Content starts

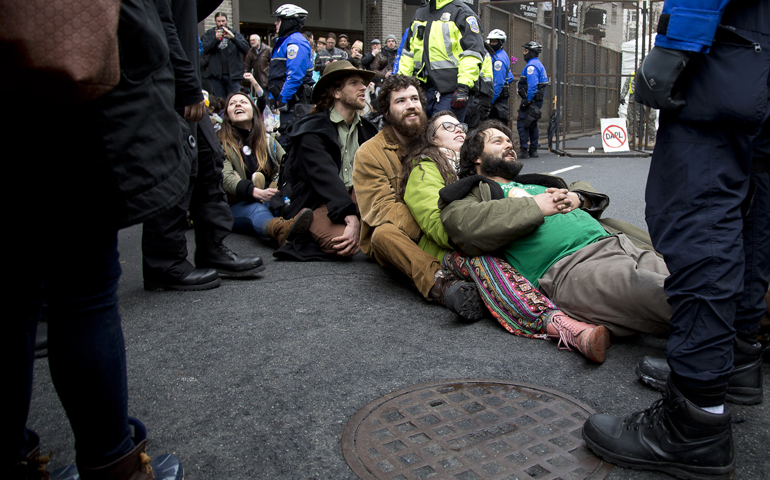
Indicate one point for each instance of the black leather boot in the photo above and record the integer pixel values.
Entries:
(135, 465)
(744, 386)
(198, 279)
(209, 254)
(672, 436)
(458, 295)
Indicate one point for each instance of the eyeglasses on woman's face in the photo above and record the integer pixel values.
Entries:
(451, 127)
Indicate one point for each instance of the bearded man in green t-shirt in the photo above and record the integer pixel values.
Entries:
(551, 235)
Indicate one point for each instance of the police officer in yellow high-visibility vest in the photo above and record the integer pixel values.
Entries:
(444, 50)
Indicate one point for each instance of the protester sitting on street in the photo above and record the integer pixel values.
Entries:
(319, 166)
(249, 173)
(520, 308)
(560, 248)
(389, 233)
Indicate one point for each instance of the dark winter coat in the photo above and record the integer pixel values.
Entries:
(310, 176)
(236, 49)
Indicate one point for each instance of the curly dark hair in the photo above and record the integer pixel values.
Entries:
(396, 83)
(474, 146)
(425, 146)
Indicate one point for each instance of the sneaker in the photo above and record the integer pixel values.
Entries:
(590, 340)
(672, 436)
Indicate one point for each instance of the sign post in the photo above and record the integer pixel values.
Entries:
(614, 135)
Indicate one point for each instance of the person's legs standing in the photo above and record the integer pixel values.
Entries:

Content ends

## [WORK TASK]
All lines of the data that hold "point" need to be copied.

## [SOLUTION TO THIS EXERCISE]
Indicate one point for each instance of the black leather boot in the photo above and record the integer pixel values.
Indicate one point for each instance of the eyeglasses on woman's face in the photo above and record the integer pixel values.
Indicate one point for each instance of the bearded man in green t-shirt in the photo above and record the integer pixel values.
Indicate one point for each instance of the police officer in yellow high-visibility vest in the photo above and record the integer pixel values.
Indicate one point for each instance of the protester sitting on street in the photo above and record the integer pixel values.
Indicate one point for each instance of the dark winter coat in the photo above and record the integer pixel values.
Indicate one point for each instance of the curly dark hair in the photo above and record the integer pixel values.
Indicate one point for each instance of the sneaker in the photo above and record the integer pixel values.
Indicate one point for each instance of the sign post in the photo above and record the integer pixel values.
Indicate one point for each instance of the person's legs standing in the photo above and record the integer pixel values.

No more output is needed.